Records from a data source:
☆ ☆ ☆ ☆

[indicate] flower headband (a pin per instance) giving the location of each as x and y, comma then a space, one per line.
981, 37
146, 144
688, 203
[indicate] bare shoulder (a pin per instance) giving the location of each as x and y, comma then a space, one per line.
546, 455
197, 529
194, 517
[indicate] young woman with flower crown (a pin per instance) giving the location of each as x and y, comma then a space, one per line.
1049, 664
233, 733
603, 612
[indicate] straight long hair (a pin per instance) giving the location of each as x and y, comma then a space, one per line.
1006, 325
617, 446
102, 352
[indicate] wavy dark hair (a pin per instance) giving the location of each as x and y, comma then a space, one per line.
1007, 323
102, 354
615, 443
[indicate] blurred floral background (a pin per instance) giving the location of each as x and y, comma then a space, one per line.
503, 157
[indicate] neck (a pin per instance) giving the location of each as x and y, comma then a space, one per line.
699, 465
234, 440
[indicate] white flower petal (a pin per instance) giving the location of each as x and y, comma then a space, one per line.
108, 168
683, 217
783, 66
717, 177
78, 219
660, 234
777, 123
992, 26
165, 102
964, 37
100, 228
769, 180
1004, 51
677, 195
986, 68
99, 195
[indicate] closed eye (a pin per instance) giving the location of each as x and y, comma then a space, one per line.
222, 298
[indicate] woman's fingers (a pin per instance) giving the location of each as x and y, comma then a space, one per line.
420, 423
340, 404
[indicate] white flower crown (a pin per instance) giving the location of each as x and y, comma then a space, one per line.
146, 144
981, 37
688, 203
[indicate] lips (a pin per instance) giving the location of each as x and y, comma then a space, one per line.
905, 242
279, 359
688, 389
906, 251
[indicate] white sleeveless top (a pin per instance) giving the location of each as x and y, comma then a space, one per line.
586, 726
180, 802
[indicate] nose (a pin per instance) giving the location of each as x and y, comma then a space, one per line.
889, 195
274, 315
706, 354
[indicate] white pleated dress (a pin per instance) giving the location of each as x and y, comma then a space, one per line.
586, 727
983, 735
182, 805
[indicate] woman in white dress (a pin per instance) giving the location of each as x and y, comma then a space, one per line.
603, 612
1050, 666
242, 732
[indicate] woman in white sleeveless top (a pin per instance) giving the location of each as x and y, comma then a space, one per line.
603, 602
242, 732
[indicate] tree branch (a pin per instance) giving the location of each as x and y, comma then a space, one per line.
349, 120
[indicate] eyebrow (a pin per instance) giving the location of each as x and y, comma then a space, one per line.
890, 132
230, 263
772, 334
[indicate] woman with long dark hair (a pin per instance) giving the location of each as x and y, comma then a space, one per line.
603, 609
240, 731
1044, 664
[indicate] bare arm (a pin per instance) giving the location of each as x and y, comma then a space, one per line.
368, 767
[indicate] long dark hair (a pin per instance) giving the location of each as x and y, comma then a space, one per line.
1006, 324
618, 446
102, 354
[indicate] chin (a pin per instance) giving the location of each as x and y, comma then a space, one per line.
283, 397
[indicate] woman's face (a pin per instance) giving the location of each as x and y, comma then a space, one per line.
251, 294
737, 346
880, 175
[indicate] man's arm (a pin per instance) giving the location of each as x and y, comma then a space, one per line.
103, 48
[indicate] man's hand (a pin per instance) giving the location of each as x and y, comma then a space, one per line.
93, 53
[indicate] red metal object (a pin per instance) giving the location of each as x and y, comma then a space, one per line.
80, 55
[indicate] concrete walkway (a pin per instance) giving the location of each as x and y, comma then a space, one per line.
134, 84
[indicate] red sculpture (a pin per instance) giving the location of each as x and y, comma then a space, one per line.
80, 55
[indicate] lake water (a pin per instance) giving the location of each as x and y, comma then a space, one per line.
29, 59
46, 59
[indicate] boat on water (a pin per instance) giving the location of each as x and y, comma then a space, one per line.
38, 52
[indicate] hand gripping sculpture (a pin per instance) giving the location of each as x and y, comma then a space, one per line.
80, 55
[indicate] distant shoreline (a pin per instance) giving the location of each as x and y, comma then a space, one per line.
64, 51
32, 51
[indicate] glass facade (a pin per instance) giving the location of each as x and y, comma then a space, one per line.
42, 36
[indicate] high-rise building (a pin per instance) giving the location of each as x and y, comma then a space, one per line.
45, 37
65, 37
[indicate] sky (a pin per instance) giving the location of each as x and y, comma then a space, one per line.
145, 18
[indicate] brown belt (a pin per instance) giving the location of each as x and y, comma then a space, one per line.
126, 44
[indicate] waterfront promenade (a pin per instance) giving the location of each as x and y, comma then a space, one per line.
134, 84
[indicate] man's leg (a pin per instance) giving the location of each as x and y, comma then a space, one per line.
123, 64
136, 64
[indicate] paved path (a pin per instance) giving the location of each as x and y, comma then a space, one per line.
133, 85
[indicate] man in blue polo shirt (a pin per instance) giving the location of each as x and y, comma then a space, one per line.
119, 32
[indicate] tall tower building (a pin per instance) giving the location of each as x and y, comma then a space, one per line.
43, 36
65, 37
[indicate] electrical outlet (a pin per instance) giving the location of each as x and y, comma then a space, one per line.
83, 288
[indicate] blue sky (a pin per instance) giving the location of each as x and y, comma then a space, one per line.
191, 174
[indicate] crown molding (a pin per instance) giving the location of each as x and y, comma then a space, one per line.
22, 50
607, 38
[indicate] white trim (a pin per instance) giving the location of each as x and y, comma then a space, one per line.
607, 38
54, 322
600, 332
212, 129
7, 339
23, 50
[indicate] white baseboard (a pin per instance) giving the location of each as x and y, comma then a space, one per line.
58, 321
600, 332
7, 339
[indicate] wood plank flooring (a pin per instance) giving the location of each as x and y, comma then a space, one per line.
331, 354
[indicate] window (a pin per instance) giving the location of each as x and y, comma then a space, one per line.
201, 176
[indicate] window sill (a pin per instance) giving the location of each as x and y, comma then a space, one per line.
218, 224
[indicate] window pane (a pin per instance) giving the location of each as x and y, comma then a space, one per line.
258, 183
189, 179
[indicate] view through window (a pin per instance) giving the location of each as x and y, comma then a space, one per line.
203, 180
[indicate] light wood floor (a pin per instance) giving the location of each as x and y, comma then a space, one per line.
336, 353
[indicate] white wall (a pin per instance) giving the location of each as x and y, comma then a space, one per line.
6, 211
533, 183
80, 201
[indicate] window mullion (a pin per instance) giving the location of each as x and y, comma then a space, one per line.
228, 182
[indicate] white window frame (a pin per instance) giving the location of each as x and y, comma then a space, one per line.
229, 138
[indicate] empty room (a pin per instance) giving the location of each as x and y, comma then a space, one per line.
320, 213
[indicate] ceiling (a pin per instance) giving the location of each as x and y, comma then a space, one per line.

☆ ☆ ☆ ☆

Write out the listing once more, matching it exactly.

[indicate] flower headband (a pin per instance) giving the location of each as x and y, comma then a space, one per line.
981, 37
146, 144
688, 203
[indicate] bare shoulder (a pin per instance) giving the location of each as x and y, comma then a space, one per line.
546, 455
197, 529
194, 517
[indicate] young woman with flower crown (a pin per instance) giving the location of each as x and y, comma then a space, one per line.
1049, 664
233, 733
603, 612
[indicate] straight long hair (a pin per instance) giving the location of each as x and y, comma then a space, one per line.
1006, 325
617, 446
102, 352
[indicate] wavy dark hair (a pin per instance) giving the location of each as x and y, comma then a space, one per line.
1007, 323
102, 354
615, 443
[indicate] blurred floral background (a pin per instance) giving the location of each as x and y, comma then a space, one per line.
503, 157
[indicate] neck (a pin per instance) giving the location of each as x and y, comma then a space, one per line.
699, 465
234, 440
[indicate] white flower petal (a pin per instance) giving the location of each as x and y, comma then a space, one per line.
108, 168
683, 217
783, 66
717, 177
78, 219
660, 234
777, 123
992, 26
165, 102
964, 37
100, 228
769, 180
1004, 51
677, 195
986, 68
99, 195
[indicate] closed eye (a pin per instance) giving the location of each as x and y, comma then a space, one per line.
222, 298
[indicate] woman's fingers (a pin per instance) giving the location of each as x and y, comma then a space, one per line.
420, 423
340, 404
[indicate] white flower crown (a pin per instance) giving the location of each as x and y, comma then a space, one per line.
146, 144
981, 37
688, 203
[indicate] lips (a pin per instance) giving the location of each as x and y, comma then a space, one per line.
905, 242
279, 359
688, 389
906, 251
[indicate] white sleeveless top (a pin per instance) giving the location of each as x and y, comma then a space, one per line.
586, 726
180, 802
[indicate] nose (a pin per instance) giving the location of each as x and y, comma then a space, one per line.
889, 195
274, 315
706, 354
[indicate] white pleated dress (a pin per instance) giving the location of each as x and y, comma then a space, one per line.
586, 727
983, 735
182, 805
[indicate] woman in white dress (a pin per instance) giving the location of each as x and y, comma then a space, one per line.
603, 612
1050, 666
242, 732
[indicate] woman in white sleeveless top (a pin per instance) giving the location of each as x and y, comma then a space, one per line.
603, 602
242, 732
[indicate] tree branch (a pin per instance) giving the location of each as x and y, comma then a space, one per line.
349, 120
[indicate] eyebrow (a pin per instance) giving the location of each as x and y, comma then a space, one per line.
890, 132
230, 263
772, 334
[indicate] woman with long dark hair (a pin per instance) giving the location of each as x and y, comma then a space, one per line.
603, 609
240, 731
1044, 664
[indicate] bare arm (a pin per instance) giving the location of each as x and y, comma then a space, one per line.
368, 767
[indicate] long dark hair (a pin per instance) giving the location of each as x and y, comma then a space, one per line.
1006, 324
618, 446
102, 354
[indicate] chin (a pin per instance) giving the location of each as x and y, comma then a space, one per line.
283, 397
[indicate] woman's face (a pin per instance) giving the location of each as x and y, comma then a space, one per line.
251, 294
737, 346
880, 175
[indicate] man's arm (a pin per instance) giving the location of each as x and y, comma then a space, one per line.
103, 48
[indicate] man's hand (a pin per instance) giving the location of each as x and y, comma then a space, one per line.
93, 53
[indicate] red metal object (a pin per instance) giving the location of each as x and y, comma then a space, one per line.
80, 55
[indicate] concrete walkway (a pin per instance) giving the location of each as x and y, comma then a space, one per line.
134, 84
[indicate] red sculpture (a pin per instance) giving the location of each as x and y, comma then a space, one per line.
80, 55
[indicate] lake water (a pin per instance) giving the location of each as x and y, comma then a space, one per line.
29, 59
46, 59
[indicate] boat on water (a pin per instance) giving the location of each as x and y, comma then a space, one per line.
38, 52
[indicate] hand gripping sculpture (a pin per instance) giving the location of each as x and y, comma then a space, one per line.
80, 55
[indicate] distant shoreline (a pin per instance) giving the location of each as x and y, comma then a space, one per line.
64, 51
32, 51
[indicate] glass facade (a pin per instance) giving the location of each as x and y, comma then a space, one per line.
42, 36
[indicate] high-rise building (a pin per instance) giving the location of each as x and y, comma then a space, one per line.
45, 37
65, 37
[indicate] sky (a pin per instance) giving the location of each as x and y, comma then a space, one per line.
145, 18
[indicate] brown belt (a pin per instance) giving the location of each as x and y, comma then a space, one per line.
126, 44
[indicate] waterfront promenade (a pin per instance) giving the location of each as x and y, comma then a space, one per line.
134, 84
[indicate] man's leg (a pin per instance) giving the location of each as x and y, comma then a space, one per line.
123, 64
136, 64
[indicate] paved path (a pin per instance) giving the location of each as x and y, comma then a space, one per line.
133, 85
[indicate] man in blue polo shirt (a pin per instance) giving the location of each as x and y, comma then a space, one per line.
119, 32
[indicate] tall tower building (a pin per instance) giving the location of each as x and y, comma then a space, one per line.
43, 36
65, 37
[indicate] electrical outlet (a pin per instance) giving the location of each as x and y, comma then a space, one per line.
83, 288
[indicate] blue sky (a pin per instance) giving the location of each as x and y, comma then a space, one per line.
191, 174
[indicate] crown molding (a pin per instance) giving the location of each as x and y, comma then a space, one per line.
22, 50
607, 38
[indicate] white trim (a pin per instance) giving the location of each as x and y, comma then a space, one per line.
607, 38
54, 322
600, 332
212, 129
7, 339
23, 50
[indicate] white baseboard (a pin per instance) giving the location of each as x and y, comma then a space, one per line.
58, 321
600, 332
7, 339
[indicate] wood plank flooring (a pin per instance) giving the location of each as x and y, comma then a space, one per line.
331, 354
[indicate] window (a pin per instance) giving the location of each as x and y, comma then a space, one per line.
201, 176
[indicate] window sill (a pin per instance) giving the location of each as x and y, comma then a space, one per line.
218, 224
[indicate] window pane (a pin per instance) giving the location of each as x and y, comma then a space, one per line.
258, 183
189, 179
[indicate] view through window (a pin per instance) giving the location of each as x and y, comma then a space, one per line.
203, 180
[indicate] light wood floor (a pin per instance) giving the location of each as x and y, comma then a space, one per line.
336, 353
[indicate] white wall (a pin per instance) giving the location of each as x and y, comma then a space, one per line.
6, 211
533, 183
80, 201
[indicate] window mullion (a pin per instance) giving the location of each as x and y, comma then a space, one per line.
228, 182
[indicate] white window frame (a pin per instance) giving the location of each as x and y, comma then a space, one per line.
229, 138
[indicate] empty room (a pin per instance) giving the location of each as x and y, comma then a space, one per line.
320, 213
[indicate] ceiling (a pin per instance) giving the location of each as x and y, comma then a space, one per line.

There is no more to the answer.